Another key contemporary application of graph theory is Social Network Analysis. The techniques and tools from both the social science and web 2.0 can be applied directly to geodata graphs.

Or the graphs of people’s social relationships from Facebook, Twitter and other services can mapped onto their local geodata graph using the techniques from “Isomorphism” above, projecting their social space onto their geographic space for them to explore and experience anew.

Geometry and Computer Graphics

Computer geometry and computer graphics or computer vision techniques can be used on the nodes and edges of geodata to find forms.

Shapes can be matched by using them to cull nodes using an insideness test or to find the nearest points to the lines of the shape. Or line/edge intersection can be used. Such matching can be made fuzzy or accurate using the matching techniques in “Isomorphism”.

Simple geometric forms can be found – triangles, squares and quadrilaterals, stars. Cycle bases may be a good source of these. Simple shapes can be found – smiley faces, house shapes, arrows, magical symbols. Sequences of such forms can be joined based on their mathematical properties or on semantics.

**********

**Work instructions**. Carry on the passage about applying graph theory and geometry to geodata, starting after its final sentence.

**Dataset content**.
**********

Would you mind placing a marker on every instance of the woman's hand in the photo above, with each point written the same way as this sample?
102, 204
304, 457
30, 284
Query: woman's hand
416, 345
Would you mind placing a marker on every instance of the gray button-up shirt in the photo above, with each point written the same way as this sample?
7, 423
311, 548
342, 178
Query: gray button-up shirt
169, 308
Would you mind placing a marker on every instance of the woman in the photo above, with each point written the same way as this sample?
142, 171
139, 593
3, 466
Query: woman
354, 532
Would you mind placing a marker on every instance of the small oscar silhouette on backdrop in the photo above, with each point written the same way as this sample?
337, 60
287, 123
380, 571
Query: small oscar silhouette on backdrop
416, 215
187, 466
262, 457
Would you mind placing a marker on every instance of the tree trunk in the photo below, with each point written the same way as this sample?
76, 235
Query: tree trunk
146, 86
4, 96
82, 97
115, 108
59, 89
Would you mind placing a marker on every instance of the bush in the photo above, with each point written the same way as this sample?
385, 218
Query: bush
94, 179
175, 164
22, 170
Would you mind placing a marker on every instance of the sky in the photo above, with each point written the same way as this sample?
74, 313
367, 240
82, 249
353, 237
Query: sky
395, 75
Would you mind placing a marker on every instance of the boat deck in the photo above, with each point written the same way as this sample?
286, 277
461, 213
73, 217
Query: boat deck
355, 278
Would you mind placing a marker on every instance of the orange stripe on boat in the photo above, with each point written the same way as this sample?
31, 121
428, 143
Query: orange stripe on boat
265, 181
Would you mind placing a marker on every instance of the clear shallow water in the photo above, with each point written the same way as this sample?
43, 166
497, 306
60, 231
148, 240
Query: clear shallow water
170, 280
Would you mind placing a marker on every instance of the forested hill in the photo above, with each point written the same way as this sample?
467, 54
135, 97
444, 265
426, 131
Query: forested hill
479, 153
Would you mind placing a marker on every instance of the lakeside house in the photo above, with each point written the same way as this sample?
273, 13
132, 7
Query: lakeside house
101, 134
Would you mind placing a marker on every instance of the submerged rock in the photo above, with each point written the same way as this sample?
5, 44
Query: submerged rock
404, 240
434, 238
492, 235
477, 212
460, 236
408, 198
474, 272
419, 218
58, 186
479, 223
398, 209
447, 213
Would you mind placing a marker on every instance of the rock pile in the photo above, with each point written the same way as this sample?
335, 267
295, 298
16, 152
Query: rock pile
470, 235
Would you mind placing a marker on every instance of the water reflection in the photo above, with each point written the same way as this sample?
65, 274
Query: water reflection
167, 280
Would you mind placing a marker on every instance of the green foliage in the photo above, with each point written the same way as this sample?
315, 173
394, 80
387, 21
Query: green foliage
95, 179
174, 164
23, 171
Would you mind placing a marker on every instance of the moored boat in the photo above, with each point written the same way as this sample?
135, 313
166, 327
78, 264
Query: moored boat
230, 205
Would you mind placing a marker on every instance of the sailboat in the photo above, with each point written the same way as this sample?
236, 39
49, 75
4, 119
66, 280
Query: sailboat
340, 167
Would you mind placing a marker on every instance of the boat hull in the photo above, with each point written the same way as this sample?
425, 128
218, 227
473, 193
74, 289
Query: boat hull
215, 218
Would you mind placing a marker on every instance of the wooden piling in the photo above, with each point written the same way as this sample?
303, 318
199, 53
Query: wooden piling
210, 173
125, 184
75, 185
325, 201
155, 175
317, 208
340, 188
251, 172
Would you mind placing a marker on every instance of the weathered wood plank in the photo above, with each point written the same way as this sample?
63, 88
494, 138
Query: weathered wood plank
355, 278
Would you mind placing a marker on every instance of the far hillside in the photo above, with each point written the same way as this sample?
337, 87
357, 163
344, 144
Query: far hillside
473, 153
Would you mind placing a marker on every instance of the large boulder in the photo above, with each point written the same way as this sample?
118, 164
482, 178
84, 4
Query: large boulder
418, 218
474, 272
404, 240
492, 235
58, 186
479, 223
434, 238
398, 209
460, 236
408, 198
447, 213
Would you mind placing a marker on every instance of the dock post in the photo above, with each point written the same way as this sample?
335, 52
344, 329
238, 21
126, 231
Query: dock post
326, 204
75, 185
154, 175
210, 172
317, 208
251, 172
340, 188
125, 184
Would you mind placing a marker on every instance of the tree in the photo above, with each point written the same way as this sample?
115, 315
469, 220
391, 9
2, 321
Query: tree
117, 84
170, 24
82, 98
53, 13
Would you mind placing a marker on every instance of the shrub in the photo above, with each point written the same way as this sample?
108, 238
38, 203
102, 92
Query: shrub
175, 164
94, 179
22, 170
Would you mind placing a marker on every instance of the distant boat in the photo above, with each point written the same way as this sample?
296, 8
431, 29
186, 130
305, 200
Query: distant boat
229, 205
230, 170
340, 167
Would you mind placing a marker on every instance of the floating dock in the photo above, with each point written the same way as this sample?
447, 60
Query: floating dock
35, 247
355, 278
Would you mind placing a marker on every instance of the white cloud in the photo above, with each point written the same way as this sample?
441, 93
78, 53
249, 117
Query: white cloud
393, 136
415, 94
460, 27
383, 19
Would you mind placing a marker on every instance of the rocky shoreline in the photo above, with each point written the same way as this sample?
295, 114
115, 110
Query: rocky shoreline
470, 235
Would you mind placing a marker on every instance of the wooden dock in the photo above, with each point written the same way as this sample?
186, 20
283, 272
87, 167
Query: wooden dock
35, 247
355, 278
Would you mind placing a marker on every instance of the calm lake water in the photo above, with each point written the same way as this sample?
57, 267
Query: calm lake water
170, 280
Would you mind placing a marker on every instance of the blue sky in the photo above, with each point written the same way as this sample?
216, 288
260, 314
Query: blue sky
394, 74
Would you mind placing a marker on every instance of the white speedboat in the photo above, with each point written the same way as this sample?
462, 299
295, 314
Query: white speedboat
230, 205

**********

**Answer for the task**.
For more complex forms, face recognition, object recognition, or OCR algorithms can be used on nodes or edges to find shapes and sequences of shapes.

Classic computer graphics methods such as L-sytems, turtle graphics, Conway’s Game of Life, or Voronoi diagrams can be applied to the Geodata graph in order to produce paths to follow.

Geometric animations or tweens created on or mapped onto the geodata graph can be walked on successive days.

Lived Experience

GPS traces generated by an individual or group can be used to create new journeys relating to personal or shared history and experience. So can individual or shared checkins from social networking services. Passenger level information for mass transport services is the equivalent for stations or airports.

Data streams of personal behaviour such as scrobbles, purchase histories, and tweets can be fetched and processed semantically in order to map them onto geodata. This overlaps with “Isomorphism”, “Semantics”, and “The Social Graph” above.

Sensor Data

Temperature, brightness, sound level, radio wave, radiation, gravity and entropy levels can all be measured or logged and used as weights for pathfinding. Ths brings Psychogeodata into the realm of Psychogeophysics.

Conclusion

This series of posts has made the case for the concept, practicality, and future potential of Psychogeodata. The existing code produces interesting results, and there’s much more that can be added and experienced.

(Part one of this series can be found here, part two can be found here . The source code for the Psychogeodata library can be found here .)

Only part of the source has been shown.